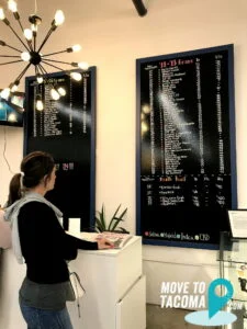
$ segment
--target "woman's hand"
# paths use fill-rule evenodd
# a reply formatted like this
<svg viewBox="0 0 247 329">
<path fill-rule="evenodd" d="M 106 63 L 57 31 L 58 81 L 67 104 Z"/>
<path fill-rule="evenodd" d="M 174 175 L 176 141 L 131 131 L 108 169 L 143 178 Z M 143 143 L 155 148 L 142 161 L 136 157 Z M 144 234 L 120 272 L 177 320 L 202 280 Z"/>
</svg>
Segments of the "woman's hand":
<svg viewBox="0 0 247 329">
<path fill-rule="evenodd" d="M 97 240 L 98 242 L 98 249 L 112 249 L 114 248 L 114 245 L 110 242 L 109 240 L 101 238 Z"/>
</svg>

□ □ □ □ □

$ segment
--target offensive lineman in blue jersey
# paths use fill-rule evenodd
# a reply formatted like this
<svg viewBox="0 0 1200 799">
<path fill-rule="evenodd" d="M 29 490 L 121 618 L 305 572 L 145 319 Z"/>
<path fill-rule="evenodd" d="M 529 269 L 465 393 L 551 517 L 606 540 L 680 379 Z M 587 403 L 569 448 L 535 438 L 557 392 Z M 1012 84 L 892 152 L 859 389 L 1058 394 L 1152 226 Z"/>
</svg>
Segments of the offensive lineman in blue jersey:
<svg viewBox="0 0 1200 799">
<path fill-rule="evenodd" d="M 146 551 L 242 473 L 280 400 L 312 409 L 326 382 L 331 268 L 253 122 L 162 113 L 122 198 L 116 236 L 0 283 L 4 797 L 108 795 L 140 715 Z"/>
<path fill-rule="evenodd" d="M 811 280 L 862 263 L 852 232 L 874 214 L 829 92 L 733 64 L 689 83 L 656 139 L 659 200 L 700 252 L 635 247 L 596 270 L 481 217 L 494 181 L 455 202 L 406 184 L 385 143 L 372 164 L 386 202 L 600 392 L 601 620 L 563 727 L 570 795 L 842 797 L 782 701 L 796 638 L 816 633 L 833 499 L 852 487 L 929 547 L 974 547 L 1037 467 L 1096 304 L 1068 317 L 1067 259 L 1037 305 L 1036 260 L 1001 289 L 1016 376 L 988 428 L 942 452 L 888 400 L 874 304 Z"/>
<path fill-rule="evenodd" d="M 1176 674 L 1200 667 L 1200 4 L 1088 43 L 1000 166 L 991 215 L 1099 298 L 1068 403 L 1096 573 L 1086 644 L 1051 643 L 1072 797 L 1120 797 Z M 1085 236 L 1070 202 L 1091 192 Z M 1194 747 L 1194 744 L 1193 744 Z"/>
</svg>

□ □ □ □ □

> **SET TASK**
Pick out and copy each line of the entries above that contains the string "hand". Matching is case-sensitive.

> **RESPONSE FOR THIS EXERCISE**
--target "woman's hand"
Segments of the "woman's hand":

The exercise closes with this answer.